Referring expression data
◆ ◆ ◆ ◆
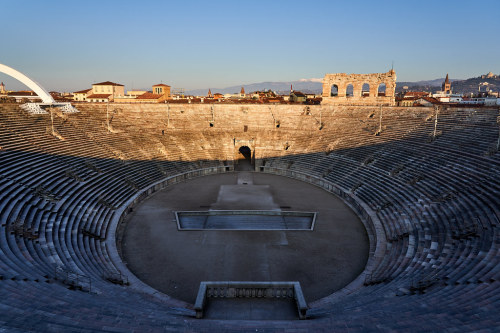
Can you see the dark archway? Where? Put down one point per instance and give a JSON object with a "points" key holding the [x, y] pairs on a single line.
{"points": [[244, 162], [334, 90]]}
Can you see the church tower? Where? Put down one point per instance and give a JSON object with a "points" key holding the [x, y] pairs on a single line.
{"points": [[446, 87]]}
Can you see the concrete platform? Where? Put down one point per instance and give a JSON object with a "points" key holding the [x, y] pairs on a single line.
{"points": [[175, 262]]}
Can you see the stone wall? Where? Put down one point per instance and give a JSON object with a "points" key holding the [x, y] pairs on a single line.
{"points": [[360, 97]]}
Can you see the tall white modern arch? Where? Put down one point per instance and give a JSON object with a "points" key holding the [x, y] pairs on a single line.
{"points": [[38, 89]]}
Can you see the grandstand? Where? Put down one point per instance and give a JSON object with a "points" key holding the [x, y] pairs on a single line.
{"points": [[424, 181]]}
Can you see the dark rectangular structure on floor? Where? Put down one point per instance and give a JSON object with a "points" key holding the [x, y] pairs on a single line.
{"points": [[245, 220]]}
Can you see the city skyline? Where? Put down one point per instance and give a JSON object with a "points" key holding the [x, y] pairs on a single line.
{"points": [[68, 46]]}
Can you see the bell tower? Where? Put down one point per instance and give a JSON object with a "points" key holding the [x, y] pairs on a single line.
{"points": [[446, 87]]}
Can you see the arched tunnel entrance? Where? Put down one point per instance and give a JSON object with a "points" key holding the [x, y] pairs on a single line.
{"points": [[244, 160]]}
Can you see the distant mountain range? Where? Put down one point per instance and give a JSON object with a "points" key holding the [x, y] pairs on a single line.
{"points": [[314, 85], [304, 85]]}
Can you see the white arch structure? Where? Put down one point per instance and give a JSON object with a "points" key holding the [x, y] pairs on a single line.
{"points": [[38, 89]]}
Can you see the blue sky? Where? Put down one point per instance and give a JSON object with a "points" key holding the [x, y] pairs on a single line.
{"points": [[68, 45]]}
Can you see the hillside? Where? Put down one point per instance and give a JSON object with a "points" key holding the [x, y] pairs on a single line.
{"points": [[315, 86]]}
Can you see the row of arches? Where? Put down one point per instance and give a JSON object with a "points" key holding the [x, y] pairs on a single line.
{"points": [[364, 92]]}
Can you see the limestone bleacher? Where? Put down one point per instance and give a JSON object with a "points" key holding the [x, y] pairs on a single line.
{"points": [[437, 198]]}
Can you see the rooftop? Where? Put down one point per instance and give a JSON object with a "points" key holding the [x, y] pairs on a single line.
{"points": [[107, 83]]}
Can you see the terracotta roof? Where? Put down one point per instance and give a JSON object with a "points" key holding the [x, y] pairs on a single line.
{"points": [[431, 100], [299, 94], [149, 96], [82, 91], [107, 83], [98, 96], [22, 93], [416, 94]]}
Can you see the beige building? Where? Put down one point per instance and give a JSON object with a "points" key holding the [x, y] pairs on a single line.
{"points": [[81, 95], [105, 92], [160, 93], [162, 89]]}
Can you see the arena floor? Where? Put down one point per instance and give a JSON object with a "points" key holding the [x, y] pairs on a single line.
{"points": [[175, 262]]}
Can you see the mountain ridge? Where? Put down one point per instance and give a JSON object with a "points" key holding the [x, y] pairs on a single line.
{"points": [[314, 85]]}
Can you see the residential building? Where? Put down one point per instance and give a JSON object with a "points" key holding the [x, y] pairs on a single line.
{"points": [[297, 97], [81, 95], [105, 92]]}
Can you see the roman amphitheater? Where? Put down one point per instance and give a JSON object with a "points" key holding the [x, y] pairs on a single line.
{"points": [[405, 206]]}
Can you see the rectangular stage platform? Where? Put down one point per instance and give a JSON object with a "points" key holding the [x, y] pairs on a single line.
{"points": [[245, 220]]}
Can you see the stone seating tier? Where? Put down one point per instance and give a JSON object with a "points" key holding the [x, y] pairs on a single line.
{"points": [[437, 199]]}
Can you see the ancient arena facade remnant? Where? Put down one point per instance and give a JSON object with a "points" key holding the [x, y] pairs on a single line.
{"points": [[359, 89]]}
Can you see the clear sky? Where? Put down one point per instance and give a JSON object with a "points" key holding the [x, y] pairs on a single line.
{"points": [[68, 45]]}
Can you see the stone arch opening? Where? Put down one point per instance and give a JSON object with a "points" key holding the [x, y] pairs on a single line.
{"points": [[365, 90], [334, 90], [349, 90], [244, 161], [360, 89], [381, 89]]}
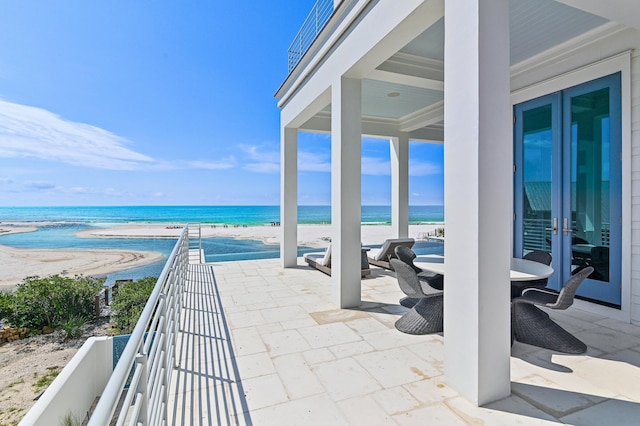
◆ ◆ ◆ ◆
* TASK DIRECTIONS *
Every line above should be transcribed word for word; leave the pictures out.

* RESPONSE TO THIS TASK *
Can you see the dark archway? Where? Put down one point per instance and give a JSON object with a "points" key holding the [x, y] pairs on a single line.
{"points": [[244, 162], [334, 90]]}
Can you see the church tower? Where? Put down one point per instance and give a JSON object with a "points" key holding the [x, y] pairs on a single line.
{"points": [[446, 87]]}
Can you see the concrete platform? Where? Put down one point per instance and give a JSON object with a "points" key holding the [x, y] pairs on a single line.
{"points": [[175, 262]]}
Can you see the stone wall? Where? Put down one point per instance and give a JSON object with a "points" key holding the [x, y] pairs on a single line.
{"points": [[360, 97]]}
Can you see the tall white modern arch? Where? Put down one point per instance and give a JSON object with a "points" key holding the [x, y] pairs on a single line.
{"points": [[38, 89]]}
Can you see the grandstand? Where? Put down one point per instance and give a JSON object with a "points" key holding the [x, y] pairs on a single line.
{"points": [[424, 181]]}
Can you see the dark rectangular structure on floor? Where? Put down one point per instance and give a JSON object with a "points" key holding the [x, y] pairs on a single line.
{"points": [[245, 220]]}
Can you see the city skyline? Where? Put down one point per instance and give a JSON object with a "points" key holding the [x, y] pairs on a single line.
{"points": [[68, 46]]}
Can you see the bell tower? Where? Put down one point per instance and give a JSON object with a "points" key holding the [x, y] pairs on a single line.
{"points": [[446, 87]]}
Can you see the arched tunnel entrance? Where? Put down one point per instance and give a JSON object with a "points" key holding the [x, y] pairs on a single line.
{"points": [[244, 160]]}
Can you see the distant mountain range? Where? Put down one point per instance and give a JSON object with a "points" key holding the [x, y] pairs on a single line.
{"points": [[314, 85], [304, 85]]}
Can you see the white arch structure? Where? Put down one point per instance and give a JSON object with a "points" key holding the [x, y] pairs on a single line.
{"points": [[38, 89]]}
Can you see the blue sky? Where? Put down one point per instance and give a JSON object with a "points" key holding the [x, y] pairs on a single line.
{"points": [[68, 45]]}
Can you see the hillside? Where? Put down one point per instance and give a JSON object with a "points" key holding the [x, y] pairs on a single line.
{"points": [[315, 86]]}
Can you see the row of arches? Where? Put down one point per instance and give a JSON object with a "points" key holding the [x, y] pairs on a single line.
{"points": [[364, 92]]}
Can you see the limestone bleacher? Where? Put down one point per instance and give a JSON object with a "points" key holding the [x, y] pairs on a single line.
{"points": [[437, 198]]}
Can you see the rooftop? Where? Put down one point per instance and give a JSON object with a "points" key holding the [x, y] pairs on a single line.
{"points": [[107, 83]]}
Can you see the terracotta roof? Where? Put down one point per instance and give a JSON object with a "points" key holding the [x, y] pairs on a single line.
{"points": [[431, 100], [299, 94], [149, 96], [82, 91], [107, 83], [98, 96], [22, 93], [416, 94]]}
Can you see the beige building? Where? Put down one point per instance and give a JSON object with a "points" key holding the [x, y] pairs on a single line.
{"points": [[81, 95], [105, 92], [160, 93], [162, 89]]}
Can you see the arena floor? Where? Put down one point per instance and give a JSON object with a "points" key holding the [x, y] pairs on a single line.
{"points": [[175, 262]]}
Can you see the mountain ridge? Where? Put down one point per instance and give a JSON object with a "points" key holding the [x, y] pairs on a single line.
{"points": [[314, 85]]}
Can you see the residential building? Where? Put down one point per instance and give a JSON object with a "points" key holding the [x, y] pairs on a single line.
{"points": [[297, 97], [81, 95], [105, 92]]}
Can you see the roman amphitheater? Where? Put down one point per instance and give a JSON object with a "points" key holding the [x, y] pairs on a single line.
{"points": [[405, 206]]}
Can you see the rectangular stage platform? Where? Put down one point per instance and give a JSON object with a "points" key holding the [x, y] pairs on a single line.
{"points": [[245, 220]]}
Can you see the stone seating tier? Where? Put down one point per instance and give a JSON object with a "points" key holding the [x, y] pairs on a single line.
{"points": [[437, 199]]}
Can you see the ancient arena facade remnant? Where? Put down one point per instance and give a JSON object with a "points" key holding the [x, y] pairs on a single line.
{"points": [[359, 89]]}
Can you see the clear sky? Where? Put down one point per instance and give a JSON object with a "points" key holding the [x, y] pairs on a single line.
{"points": [[68, 45]]}
Can you see the stone arch opening? Where? Put down one point per instance and give a JSON object with a "points" key holding the [x, y] pairs on a single line.
{"points": [[365, 90], [334, 90], [349, 90], [244, 161], [360, 89], [381, 89]]}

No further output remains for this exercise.